PROVIDED RECORDS Block Start

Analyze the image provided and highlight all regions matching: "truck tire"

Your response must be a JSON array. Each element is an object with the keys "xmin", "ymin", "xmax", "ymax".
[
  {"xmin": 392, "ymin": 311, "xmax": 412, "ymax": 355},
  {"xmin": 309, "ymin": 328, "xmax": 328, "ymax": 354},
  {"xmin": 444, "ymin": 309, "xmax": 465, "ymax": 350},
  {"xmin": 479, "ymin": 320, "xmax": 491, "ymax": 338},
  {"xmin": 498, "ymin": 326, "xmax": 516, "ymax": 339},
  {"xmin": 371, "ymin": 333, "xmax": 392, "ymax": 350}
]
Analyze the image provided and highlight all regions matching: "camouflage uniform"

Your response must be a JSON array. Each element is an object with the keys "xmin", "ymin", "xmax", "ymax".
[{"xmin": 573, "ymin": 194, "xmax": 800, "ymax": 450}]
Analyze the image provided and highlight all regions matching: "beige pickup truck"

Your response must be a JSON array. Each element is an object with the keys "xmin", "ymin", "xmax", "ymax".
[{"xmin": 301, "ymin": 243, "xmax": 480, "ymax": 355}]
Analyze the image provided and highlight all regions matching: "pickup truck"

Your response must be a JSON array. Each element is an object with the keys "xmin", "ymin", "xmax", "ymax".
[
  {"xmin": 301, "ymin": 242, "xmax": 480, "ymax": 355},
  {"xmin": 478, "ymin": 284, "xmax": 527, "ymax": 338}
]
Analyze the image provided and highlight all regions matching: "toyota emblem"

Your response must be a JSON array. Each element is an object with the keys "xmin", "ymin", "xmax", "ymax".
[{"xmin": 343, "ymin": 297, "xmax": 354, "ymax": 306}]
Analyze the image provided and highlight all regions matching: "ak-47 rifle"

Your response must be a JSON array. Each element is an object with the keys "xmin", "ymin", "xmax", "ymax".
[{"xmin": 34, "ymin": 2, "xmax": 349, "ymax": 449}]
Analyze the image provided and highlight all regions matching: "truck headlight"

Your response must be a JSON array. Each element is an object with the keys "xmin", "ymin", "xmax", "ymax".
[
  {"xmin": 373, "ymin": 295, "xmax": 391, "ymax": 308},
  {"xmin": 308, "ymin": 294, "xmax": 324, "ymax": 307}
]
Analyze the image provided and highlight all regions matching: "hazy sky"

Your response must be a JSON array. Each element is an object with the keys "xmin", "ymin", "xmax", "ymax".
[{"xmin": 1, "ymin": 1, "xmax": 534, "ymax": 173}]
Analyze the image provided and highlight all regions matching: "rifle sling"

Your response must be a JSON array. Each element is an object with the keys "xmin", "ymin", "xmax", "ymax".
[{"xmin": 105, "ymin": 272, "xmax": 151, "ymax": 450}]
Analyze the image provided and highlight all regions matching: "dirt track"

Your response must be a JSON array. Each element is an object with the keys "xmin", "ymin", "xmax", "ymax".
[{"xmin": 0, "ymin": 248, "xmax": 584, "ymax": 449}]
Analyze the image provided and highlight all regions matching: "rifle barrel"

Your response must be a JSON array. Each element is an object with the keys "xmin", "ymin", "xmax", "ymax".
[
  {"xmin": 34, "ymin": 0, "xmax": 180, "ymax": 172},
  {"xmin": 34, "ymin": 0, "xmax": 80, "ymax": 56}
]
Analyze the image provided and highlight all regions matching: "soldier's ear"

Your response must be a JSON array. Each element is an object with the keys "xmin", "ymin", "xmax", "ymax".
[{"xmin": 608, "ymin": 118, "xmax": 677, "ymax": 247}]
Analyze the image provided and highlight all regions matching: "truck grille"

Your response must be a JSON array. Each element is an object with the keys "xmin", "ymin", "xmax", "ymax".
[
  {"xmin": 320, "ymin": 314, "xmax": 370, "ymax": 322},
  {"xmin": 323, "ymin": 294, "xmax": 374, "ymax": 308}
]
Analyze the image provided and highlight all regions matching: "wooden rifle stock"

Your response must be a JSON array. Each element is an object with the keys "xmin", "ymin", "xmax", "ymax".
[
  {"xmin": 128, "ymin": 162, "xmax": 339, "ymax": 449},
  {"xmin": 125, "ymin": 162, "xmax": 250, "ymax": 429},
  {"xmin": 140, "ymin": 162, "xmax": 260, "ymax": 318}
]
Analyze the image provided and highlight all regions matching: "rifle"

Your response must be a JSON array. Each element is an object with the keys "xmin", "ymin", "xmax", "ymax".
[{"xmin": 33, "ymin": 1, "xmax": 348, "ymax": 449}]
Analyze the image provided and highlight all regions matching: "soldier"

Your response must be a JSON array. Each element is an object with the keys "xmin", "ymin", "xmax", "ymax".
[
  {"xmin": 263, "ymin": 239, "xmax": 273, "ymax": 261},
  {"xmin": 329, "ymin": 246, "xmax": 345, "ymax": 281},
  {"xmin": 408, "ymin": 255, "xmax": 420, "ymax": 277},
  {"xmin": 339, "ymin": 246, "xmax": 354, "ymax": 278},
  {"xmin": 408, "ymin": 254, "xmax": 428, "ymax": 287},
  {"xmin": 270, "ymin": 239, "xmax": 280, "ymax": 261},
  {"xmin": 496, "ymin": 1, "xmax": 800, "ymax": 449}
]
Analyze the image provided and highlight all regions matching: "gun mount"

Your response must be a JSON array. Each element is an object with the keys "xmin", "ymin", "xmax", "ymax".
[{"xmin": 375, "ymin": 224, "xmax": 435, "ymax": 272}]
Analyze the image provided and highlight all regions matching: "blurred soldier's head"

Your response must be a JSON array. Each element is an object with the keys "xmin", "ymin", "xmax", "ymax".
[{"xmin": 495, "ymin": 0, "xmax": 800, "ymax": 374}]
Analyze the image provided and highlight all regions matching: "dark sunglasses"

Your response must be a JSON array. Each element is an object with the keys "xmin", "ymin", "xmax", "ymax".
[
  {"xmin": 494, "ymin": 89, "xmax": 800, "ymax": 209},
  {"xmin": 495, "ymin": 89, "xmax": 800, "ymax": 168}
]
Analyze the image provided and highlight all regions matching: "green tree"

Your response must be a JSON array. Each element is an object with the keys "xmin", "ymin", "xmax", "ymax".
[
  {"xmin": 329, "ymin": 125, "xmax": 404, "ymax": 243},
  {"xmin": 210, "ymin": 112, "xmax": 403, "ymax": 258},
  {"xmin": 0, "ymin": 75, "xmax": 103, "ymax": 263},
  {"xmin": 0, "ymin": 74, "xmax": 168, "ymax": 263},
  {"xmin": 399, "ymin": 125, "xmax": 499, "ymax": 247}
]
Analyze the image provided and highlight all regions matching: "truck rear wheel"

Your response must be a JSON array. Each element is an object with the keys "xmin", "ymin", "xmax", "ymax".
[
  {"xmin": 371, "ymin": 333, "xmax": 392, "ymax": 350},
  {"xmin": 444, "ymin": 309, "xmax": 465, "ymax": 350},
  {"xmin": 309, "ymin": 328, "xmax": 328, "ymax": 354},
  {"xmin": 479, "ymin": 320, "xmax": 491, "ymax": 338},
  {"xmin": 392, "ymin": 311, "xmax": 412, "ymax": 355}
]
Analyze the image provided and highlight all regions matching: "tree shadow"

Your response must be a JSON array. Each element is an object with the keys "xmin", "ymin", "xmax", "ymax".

PROVIDED RECORDS Block End

[DIRECTIONS]: Exact copies of all the records are required.

[RESPONSE TO THIS TASK]:
Analyze the image provided and highlight all regions matching: "truck tire"

Your response must be a JSON array. Each element is an object with the keys "xmin", "ymin", "xmax", "ymax".
[
  {"xmin": 392, "ymin": 311, "xmax": 412, "ymax": 355},
  {"xmin": 309, "ymin": 328, "xmax": 328, "ymax": 354},
  {"xmin": 444, "ymin": 309, "xmax": 465, "ymax": 350},
  {"xmin": 479, "ymin": 320, "xmax": 491, "ymax": 338},
  {"xmin": 498, "ymin": 326, "xmax": 516, "ymax": 339},
  {"xmin": 371, "ymin": 333, "xmax": 392, "ymax": 350}
]
Analyze the image provided and highlight all regions matching: "camouflage uniform"

Your response must be a JSON array. Each element is an object with the keys "xmin", "ymin", "xmax", "ymax".
[{"xmin": 573, "ymin": 194, "xmax": 800, "ymax": 450}]
Analyze the image provided and highlight all regions matching: "beige pickup truck"

Your response must be a JSON array. Each element is an object with the keys "xmin", "ymin", "xmax", "ymax".
[{"xmin": 301, "ymin": 243, "xmax": 480, "ymax": 355}]
Analyze the image provided and highlight all regions matching: "pickup truck"

Your response must be a JSON array. Each element is an object with the keys "xmin", "ymin", "xmax", "ymax".
[
  {"xmin": 301, "ymin": 242, "xmax": 480, "ymax": 355},
  {"xmin": 478, "ymin": 284, "xmax": 527, "ymax": 338}
]
Analyze the image provided and highlight all regions matching: "toyota emblem"

Your response must be a JSON array. Each element is an object with the keys "xmin", "ymin", "xmax", "ymax".
[{"xmin": 343, "ymin": 297, "xmax": 354, "ymax": 306}]
Analyze the image provided and highlight all regions matching: "ak-47 rifle"

Your response must be a JSON array. Each element is an object with the keys "xmin", "ymin", "xmax", "ymax".
[{"xmin": 34, "ymin": 2, "xmax": 349, "ymax": 449}]
Analyze the image provided and highlight all regions matching: "truck headlight"

Your response must be a JSON array. Each element is an object with the keys "xmin", "ymin", "xmax", "ymax".
[
  {"xmin": 373, "ymin": 295, "xmax": 391, "ymax": 308},
  {"xmin": 308, "ymin": 294, "xmax": 324, "ymax": 307}
]
Analyze the image provided and highlight all regions matching: "hazy sky"

Your response must be a JSON array. Each element is an object with the keys "xmin", "ymin", "xmax", "ymax".
[{"xmin": 1, "ymin": 1, "xmax": 534, "ymax": 173}]
Analyze the image provided and highlight all regions matching: "rifle sling"

Your response must be a JSON array. Each element is an object with the keys "xmin", "ymin", "xmax", "ymax".
[{"xmin": 105, "ymin": 272, "xmax": 151, "ymax": 450}]
Analyze the image provided and highlight all regions matching: "dirt track"

Your response must be a JSON array. Each element is an object with the keys "xmin", "ymin", "xmax", "ymax".
[{"xmin": 0, "ymin": 248, "xmax": 584, "ymax": 449}]
Analyze the image provided and highlight all regions matching: "rifle barrel"

Your response must be a JSON array. Each element is an object with the keys "xmin", "ymin", "xmax", "ymax".
[
  {"xmin": 34, "ymin": 0, "xmax": 180, "ymax": 172},
  {"xmin": 34, "ymin": 0, "xmax": 80, "ymax": 56}
]
Analyze the image provided and highlight all regions matching: "soldier's ear"

Your response must be a JSON array. Each element is an object with the keys "xmin", "ymin", "xmax", "ymax".
[{"xmin": 608, "ymin": 118, "xmax": 677, "ymax": 247}]
Analyze the image provided and highlight all regions matching: "truck grille"

Your response must be a JSON array. Each element is an object with the keys "xmin", "ymin", "xmax", "ymax".
[
  {"xmin": 320, "ymin": 314, "xmax": 370, "ymax": 322},
  {"xmin": 323, "ymin": 294, "xmax": 374, "ymax": 308}
]
Analyze the image provided and highlight all regions matching: "wooden rifle stock"

Your response must be a JSON array. Each element is an object with the keys "xmin", "ymin", "xmax", "ymax".
[
  {"xmin": 128, "ymin": 162, "xmax": 339, "ymax": 449},
  {"xmin": 125, "ymin": 162, "xmax": 250, "ymax": 429},
  {"xmin": 140, "ymin": 162, "xmax": 260, "ymax": 318}
]
Analyze the image provided and highlight all regions matching: "rifle"

Your response must be a JSON array. Each element is an object with the keys "xmin", "ymin", "xmax", "ymax".
[{"xmin": 33, "ymin": 1, "xmax": 348, "ymax": 449}]
Analyze the image provided and highlight all regions matching: "soldier"

Your response must be a JSON array. Each element is an object with the keys "xmin", "ymin", "xmax", "ymax".
[
  {"xmin": 263, "ymin": 239, "xmax": 273, "ymax": 261},
  {"xmin": 329, "ymin": 246, "xmax": 345, "ymax": 281},
  {"xmin": 408, "ymin": 255, "xmax": 420, "ymax": 277},
  {"xmin": 339, "ymin": 246, "xmax": 354, "ymax": 278},
  {"xmin": 408, "ymin": 254, "xmax": 428, "ymax": 287},
  {"xmin": 270, "ymin": 239, "xmax": 280, "ymax": 261},
  {"xmin": 496, "ymin": 1, "xmax": 800, "ymax": 449}
]
Analyze the image provided and highlight all regions matching: "gun mount"

Your response must be a JSON array. Each element is an object with the keys "xmin", "ymin", "xmax", "ymax".
[{"xmin": 375, "ymin": 224, "xmax": 435, "ymax": 272}]
Analyze the image provided and highlight all regions matching: "blurred soldier's head"

Your response must be a JSON array. Each element is an object with the keys "xmin", "ymin", "xmax", "ymax".
[{"xmin": 495, "ymin": 0, "xmax": 800, "ymax": 374}]
Analyze the image provided and highlight all regions matching: "dark sunglasses"

Your response must be a JSON array. Each element is an object with the keys "xmin", "ymin", "xmax", "ymax".
[
  {"xmin": 494, "ymin": 89, "xmax": 800, "ymax": 209},
  {"xmin": 495, "ymin": 89, "xmax": 800, "ymax": 168}
]
Analyze the image provided and highlight all regions matching: "green tree"

Your response must be a JSON array. Each element is an object with the keys "xmin", "ymin", "xmax", "ymax".
[
  {"xmin": 329, "ymin": 125, "xmax": 404, "ymax": 243},
  {"xmin": 210, "ymin": 112, "xmax": 403, "ymax": 258},
  {"xmin": 0, "ymin": 75, "xmax": 103, "ymax": 263},
  {"xmin": 0, "ymin": 74, "xmax": 168, "ymax": 263},
  {"xmin": 399, "ymin": 125, "xmax": 499, "ymax": 247}
]
Analyze the image provided and highlight all regions matching: "truck rear wheel"

Your response must be a JSON array. Each element is an object with the keys "xmin", "ymin", "xmax", "ymax".
[
  {"xmin": 371, "ymin": 333, "xmax": 392, "ymax": 350},
  {"xmin": 444, "ymin": 309, "xmax": 465, "ymax": 350},
  {"xmin": 309, "ymin": 328, "xmax": 328, "ymax": 354},
  {"xmin": 479, "ymin": 320, "xmax": 491, "ymax": 338},
  {"xmin": 392, "ymin": 311, "xmax": 412, "ymax": 355}
]
Analyze the image provided and highlight all regions matching: "tree shadow"

Your response must be a JSON array. Each element is an object with the keys "xmin", "ymin", "xmax", "ymax".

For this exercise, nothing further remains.